Find every line in the records below that contains the word "wooden", and copy each of those lines in full.

[Segmentation labeling records]
****************************************

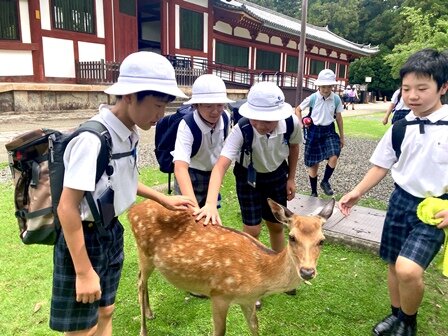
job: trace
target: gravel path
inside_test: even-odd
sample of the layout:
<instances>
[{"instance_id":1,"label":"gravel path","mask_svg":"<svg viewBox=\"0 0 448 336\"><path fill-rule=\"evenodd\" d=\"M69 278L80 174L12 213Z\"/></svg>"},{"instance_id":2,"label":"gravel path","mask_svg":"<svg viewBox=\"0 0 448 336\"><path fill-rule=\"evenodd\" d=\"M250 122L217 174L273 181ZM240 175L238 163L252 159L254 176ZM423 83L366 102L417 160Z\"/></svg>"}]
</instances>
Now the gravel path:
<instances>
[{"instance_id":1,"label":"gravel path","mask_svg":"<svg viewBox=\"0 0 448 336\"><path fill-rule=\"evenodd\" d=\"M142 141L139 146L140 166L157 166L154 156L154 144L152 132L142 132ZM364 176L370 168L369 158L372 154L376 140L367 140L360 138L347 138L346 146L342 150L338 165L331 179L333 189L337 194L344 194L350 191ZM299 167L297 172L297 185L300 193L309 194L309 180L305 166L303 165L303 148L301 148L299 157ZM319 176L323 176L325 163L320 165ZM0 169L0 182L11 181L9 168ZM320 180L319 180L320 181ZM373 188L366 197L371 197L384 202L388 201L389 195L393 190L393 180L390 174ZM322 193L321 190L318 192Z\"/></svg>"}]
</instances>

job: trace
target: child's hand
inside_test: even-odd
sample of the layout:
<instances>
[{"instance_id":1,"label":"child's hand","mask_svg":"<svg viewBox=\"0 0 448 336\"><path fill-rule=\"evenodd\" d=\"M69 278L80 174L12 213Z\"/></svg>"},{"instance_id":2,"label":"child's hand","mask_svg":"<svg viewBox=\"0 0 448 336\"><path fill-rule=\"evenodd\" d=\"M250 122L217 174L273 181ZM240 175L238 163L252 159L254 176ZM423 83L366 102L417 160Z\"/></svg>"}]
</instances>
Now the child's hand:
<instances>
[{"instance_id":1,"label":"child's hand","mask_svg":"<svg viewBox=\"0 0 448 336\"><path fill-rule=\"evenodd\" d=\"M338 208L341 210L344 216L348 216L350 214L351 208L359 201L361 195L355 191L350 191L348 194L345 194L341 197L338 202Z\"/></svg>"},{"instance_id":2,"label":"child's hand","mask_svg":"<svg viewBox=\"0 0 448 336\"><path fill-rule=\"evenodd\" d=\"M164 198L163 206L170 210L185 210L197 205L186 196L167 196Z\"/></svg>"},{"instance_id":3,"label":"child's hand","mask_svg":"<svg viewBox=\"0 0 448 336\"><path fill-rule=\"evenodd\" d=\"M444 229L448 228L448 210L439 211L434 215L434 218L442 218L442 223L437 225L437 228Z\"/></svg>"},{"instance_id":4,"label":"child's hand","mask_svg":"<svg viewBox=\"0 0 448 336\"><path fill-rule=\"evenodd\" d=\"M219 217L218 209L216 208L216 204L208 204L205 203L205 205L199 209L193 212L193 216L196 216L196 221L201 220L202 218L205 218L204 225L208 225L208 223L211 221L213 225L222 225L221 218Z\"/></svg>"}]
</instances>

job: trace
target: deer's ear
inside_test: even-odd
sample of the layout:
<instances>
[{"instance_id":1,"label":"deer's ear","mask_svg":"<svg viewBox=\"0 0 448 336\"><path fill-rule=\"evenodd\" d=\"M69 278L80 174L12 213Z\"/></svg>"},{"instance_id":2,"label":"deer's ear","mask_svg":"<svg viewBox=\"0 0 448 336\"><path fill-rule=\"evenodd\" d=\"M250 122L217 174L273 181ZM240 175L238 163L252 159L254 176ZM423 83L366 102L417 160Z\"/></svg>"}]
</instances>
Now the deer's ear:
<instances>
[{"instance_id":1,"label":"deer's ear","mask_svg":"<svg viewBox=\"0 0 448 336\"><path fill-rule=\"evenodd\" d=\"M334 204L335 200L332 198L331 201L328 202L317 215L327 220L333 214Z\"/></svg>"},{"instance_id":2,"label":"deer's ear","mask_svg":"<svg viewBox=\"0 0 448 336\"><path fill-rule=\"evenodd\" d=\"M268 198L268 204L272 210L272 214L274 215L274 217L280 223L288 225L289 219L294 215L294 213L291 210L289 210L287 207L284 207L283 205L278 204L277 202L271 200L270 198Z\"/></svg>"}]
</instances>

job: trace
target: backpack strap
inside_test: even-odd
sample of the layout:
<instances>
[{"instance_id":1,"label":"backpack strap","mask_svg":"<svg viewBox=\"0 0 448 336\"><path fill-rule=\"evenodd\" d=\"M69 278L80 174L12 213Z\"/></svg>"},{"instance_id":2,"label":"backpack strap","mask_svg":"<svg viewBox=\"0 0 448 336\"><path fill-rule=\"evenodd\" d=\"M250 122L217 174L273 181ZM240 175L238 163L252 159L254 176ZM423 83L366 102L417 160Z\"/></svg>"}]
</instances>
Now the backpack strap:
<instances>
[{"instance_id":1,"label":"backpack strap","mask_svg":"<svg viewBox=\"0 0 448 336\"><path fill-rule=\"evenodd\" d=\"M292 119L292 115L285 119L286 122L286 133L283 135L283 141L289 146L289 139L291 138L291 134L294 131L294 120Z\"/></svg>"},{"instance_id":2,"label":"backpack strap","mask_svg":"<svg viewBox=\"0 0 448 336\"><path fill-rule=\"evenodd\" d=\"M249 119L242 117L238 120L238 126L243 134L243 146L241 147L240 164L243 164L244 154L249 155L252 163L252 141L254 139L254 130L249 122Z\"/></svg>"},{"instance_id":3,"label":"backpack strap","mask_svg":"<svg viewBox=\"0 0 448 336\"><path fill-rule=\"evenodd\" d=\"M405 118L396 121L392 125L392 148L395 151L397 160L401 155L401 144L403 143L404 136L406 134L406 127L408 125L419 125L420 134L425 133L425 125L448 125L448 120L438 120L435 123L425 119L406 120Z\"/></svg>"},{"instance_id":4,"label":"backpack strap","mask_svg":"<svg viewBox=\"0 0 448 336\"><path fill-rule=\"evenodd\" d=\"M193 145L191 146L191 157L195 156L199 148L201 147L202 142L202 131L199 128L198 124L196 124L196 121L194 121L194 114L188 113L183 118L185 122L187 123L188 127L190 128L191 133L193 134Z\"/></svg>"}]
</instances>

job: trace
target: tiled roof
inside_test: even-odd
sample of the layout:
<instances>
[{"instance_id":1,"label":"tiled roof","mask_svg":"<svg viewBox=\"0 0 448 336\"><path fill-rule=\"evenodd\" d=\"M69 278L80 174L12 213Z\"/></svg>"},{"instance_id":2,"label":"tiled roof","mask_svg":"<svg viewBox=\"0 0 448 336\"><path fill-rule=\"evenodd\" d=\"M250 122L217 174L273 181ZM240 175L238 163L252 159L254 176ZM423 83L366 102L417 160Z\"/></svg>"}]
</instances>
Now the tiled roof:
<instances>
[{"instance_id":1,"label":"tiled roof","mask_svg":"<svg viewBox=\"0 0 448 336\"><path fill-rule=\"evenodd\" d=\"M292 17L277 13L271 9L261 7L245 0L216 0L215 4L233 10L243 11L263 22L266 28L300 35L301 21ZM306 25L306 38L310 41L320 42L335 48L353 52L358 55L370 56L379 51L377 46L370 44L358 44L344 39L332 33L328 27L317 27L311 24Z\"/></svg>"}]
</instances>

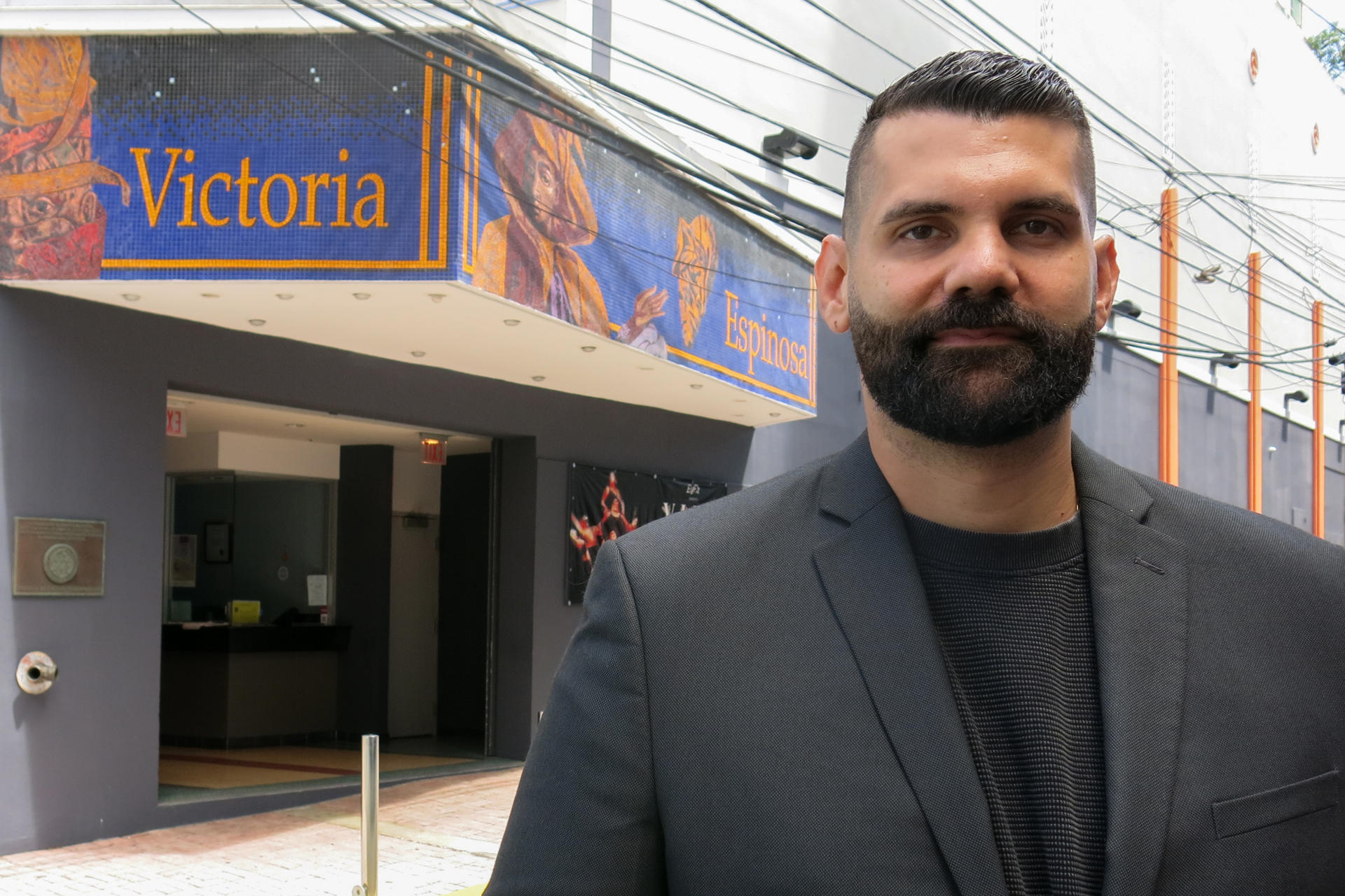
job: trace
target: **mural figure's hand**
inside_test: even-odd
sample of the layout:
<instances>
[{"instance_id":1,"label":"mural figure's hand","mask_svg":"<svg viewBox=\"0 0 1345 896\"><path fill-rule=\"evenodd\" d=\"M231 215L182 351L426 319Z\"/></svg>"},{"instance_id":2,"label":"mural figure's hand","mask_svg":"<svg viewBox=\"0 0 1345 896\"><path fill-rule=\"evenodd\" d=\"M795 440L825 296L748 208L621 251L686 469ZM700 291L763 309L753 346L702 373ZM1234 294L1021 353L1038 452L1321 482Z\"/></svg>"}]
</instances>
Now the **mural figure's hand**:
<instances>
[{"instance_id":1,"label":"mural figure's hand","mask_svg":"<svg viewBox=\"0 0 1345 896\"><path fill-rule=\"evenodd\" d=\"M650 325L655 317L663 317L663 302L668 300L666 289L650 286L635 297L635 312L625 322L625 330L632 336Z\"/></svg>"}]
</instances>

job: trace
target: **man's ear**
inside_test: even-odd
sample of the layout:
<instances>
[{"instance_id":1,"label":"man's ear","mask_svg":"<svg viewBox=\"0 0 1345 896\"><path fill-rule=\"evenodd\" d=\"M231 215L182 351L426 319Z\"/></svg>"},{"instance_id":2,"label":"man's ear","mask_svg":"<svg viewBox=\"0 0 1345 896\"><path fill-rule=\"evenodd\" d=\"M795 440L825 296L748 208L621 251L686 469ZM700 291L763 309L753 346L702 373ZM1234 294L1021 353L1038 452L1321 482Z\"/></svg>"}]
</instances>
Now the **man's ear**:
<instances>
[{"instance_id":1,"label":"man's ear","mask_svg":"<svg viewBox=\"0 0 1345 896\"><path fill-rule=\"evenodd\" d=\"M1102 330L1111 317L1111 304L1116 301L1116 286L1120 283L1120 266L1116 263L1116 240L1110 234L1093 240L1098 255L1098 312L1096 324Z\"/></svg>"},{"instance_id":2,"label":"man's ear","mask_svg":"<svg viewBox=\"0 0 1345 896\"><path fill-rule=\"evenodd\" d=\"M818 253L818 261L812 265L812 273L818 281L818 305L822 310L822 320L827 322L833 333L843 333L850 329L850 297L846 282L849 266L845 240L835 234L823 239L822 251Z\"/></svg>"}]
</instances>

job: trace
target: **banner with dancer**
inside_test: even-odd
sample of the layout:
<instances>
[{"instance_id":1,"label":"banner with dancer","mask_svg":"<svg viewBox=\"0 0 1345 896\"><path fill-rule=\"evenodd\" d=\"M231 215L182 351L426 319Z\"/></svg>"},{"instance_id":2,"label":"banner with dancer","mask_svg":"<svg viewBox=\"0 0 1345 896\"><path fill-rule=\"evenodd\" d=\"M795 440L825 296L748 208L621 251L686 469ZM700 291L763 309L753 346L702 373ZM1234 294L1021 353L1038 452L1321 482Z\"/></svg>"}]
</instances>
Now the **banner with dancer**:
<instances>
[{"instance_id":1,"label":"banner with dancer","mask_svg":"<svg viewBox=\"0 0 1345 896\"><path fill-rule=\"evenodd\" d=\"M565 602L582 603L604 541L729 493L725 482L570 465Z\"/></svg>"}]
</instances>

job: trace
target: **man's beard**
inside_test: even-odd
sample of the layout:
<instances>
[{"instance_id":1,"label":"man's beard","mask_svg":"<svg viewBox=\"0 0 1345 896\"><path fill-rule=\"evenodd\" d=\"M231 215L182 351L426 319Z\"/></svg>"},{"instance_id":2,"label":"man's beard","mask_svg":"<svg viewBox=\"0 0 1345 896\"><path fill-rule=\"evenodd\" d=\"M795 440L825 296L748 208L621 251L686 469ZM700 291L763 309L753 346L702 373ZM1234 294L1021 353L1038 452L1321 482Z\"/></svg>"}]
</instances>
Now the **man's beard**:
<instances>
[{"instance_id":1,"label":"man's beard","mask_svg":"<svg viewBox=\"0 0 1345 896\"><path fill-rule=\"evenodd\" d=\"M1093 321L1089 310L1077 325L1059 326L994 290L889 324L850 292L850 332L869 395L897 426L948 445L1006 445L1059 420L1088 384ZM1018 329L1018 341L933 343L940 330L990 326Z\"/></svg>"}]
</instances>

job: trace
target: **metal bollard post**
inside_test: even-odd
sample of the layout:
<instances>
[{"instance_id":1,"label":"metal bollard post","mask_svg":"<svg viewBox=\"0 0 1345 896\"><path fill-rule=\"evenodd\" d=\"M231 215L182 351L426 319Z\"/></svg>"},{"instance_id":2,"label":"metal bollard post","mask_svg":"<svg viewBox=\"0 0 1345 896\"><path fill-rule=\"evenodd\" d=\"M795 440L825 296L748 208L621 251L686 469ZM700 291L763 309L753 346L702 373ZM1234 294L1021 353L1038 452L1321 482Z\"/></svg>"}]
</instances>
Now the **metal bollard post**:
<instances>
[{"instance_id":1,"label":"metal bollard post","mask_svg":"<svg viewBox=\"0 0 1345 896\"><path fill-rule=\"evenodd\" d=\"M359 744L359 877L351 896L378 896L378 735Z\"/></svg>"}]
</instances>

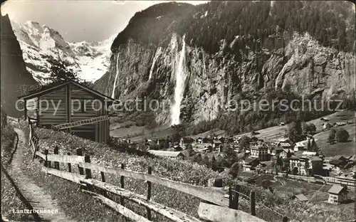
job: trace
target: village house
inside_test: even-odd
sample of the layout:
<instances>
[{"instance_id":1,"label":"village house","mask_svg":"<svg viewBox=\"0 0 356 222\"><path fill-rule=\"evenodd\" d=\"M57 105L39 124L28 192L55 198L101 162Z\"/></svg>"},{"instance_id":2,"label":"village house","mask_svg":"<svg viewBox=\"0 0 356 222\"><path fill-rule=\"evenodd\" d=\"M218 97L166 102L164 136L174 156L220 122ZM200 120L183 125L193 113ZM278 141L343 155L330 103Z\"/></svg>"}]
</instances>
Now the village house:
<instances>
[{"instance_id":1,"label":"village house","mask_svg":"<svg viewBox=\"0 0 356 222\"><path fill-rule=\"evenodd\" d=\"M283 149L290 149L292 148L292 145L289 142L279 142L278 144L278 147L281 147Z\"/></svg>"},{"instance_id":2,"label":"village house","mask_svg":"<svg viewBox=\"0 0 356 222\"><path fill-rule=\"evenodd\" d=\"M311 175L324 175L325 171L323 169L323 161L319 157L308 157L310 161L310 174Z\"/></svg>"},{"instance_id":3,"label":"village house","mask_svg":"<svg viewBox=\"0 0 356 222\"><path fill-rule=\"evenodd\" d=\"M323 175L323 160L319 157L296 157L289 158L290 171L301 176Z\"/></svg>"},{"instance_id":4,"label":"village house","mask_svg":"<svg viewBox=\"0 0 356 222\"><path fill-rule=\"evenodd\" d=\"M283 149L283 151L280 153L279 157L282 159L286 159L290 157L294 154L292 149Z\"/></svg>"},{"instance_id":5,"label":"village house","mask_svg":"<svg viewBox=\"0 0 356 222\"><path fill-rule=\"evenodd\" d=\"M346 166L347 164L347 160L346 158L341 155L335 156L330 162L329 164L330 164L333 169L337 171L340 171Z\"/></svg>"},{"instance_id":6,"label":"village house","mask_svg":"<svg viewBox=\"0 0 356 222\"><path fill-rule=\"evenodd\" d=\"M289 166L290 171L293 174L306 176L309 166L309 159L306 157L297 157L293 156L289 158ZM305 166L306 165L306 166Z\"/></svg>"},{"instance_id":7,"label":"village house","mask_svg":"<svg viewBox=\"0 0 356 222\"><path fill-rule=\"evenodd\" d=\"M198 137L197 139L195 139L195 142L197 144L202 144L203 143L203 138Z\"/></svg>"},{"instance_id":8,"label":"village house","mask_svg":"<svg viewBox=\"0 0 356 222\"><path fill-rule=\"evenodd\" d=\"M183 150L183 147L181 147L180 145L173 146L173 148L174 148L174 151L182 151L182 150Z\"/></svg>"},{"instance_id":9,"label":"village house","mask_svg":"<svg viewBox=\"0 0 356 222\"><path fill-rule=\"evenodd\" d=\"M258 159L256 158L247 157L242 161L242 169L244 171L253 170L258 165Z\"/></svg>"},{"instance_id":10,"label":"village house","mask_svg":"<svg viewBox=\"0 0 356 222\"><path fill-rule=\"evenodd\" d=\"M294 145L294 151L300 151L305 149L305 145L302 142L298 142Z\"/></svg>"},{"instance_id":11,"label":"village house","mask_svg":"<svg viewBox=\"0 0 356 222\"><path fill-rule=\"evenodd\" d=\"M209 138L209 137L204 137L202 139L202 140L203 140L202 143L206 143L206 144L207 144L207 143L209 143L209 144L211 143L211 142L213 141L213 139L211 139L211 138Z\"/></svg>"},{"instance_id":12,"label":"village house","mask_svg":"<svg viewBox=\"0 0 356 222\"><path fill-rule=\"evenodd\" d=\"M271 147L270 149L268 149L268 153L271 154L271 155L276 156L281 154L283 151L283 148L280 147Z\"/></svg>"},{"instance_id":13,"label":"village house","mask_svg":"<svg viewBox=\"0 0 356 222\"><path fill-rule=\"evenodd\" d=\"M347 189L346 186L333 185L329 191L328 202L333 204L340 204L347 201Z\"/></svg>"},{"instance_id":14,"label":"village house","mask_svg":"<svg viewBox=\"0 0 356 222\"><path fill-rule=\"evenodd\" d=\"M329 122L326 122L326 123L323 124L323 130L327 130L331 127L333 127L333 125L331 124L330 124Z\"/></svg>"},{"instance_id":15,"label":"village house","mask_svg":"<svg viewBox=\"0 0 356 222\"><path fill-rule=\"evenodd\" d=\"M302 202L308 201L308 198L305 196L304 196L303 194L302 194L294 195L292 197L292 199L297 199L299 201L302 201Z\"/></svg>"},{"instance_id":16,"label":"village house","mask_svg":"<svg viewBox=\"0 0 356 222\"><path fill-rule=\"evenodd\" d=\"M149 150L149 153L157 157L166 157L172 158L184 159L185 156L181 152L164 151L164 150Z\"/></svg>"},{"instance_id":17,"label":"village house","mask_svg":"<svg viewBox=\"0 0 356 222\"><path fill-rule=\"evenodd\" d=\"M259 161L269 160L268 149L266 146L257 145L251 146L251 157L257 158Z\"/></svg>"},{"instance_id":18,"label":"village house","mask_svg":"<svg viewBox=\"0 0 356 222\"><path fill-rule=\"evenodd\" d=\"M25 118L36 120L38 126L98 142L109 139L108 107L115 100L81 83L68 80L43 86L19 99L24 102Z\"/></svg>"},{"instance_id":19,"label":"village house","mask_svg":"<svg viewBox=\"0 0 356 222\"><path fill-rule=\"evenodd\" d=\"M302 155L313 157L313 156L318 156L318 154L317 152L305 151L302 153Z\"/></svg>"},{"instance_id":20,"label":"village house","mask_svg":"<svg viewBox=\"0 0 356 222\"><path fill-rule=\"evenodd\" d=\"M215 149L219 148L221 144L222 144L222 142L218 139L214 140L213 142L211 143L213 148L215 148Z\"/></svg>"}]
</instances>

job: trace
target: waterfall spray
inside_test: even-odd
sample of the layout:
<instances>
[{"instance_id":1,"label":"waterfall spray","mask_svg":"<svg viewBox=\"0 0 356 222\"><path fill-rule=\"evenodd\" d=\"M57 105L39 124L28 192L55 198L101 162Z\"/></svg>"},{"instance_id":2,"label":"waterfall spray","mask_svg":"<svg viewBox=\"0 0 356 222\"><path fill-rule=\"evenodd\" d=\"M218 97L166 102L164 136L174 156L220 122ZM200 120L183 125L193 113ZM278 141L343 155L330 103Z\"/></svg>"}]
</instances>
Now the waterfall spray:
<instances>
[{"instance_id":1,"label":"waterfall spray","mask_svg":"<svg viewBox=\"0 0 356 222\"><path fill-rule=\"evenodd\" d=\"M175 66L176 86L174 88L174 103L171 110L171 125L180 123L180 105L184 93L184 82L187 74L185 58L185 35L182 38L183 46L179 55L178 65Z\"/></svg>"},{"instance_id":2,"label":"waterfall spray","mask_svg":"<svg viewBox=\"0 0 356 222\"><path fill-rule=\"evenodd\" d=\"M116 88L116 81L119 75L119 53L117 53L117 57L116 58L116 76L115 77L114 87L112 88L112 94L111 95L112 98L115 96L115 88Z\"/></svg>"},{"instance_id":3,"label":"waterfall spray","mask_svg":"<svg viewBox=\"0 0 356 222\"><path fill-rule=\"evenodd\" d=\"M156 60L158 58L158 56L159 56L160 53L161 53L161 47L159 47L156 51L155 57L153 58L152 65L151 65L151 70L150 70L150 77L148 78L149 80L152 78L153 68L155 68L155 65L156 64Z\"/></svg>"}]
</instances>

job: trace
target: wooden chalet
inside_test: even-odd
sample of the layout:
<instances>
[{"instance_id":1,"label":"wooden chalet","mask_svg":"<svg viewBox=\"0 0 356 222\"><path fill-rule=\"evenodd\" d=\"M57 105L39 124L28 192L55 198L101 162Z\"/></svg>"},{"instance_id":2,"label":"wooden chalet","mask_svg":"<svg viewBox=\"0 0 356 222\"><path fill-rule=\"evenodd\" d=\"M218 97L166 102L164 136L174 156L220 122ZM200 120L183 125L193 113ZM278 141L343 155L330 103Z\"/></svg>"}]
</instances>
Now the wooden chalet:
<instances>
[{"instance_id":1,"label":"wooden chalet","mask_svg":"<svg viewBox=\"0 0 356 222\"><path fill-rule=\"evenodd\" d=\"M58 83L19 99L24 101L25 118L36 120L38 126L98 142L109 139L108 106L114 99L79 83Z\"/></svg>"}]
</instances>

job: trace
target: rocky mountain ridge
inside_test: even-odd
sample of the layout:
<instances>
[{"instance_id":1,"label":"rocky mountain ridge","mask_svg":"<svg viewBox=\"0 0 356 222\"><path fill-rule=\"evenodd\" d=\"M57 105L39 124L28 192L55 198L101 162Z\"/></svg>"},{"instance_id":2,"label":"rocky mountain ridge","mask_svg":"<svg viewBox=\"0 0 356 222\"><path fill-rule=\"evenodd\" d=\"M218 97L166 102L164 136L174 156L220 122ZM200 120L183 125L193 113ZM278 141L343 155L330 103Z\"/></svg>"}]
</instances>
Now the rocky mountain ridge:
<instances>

****************************************

Answer below:
target: wooden chalet
[{"instance_id":1,"label":"wooden chalet","mask_svg":"<svg viewBox=\"0 0 356 222\"><path fill-rule=\"evenodd\" d=\"M57 105L39 124L28 192L55 198L101 162Z\"/></svg>"},{"instance_id":2,"label":"wooden chalet","mask_svg":"<svg viewBox=\"0 0 356 222\"><path fill-rule=\"evenodd\" d=\"M218 97L166 102L164 136L174 156L220 122ZM200 120L183 125L193 113ZM278 141L343 155L330 103Z\"/></svg>"}]
Now the wooden chalet:
[{"instance_id":1,"label":"wooden chalet","mask_svg":"<svg viewBox=\"0 0 356 222\"><path fill-rule=\"evenodd\" d=\"M58 83L19 99L24 101L25 118L36 120L38 126L98 142L109 139L108 106L114 99L79 83Z\"/></svg>"}]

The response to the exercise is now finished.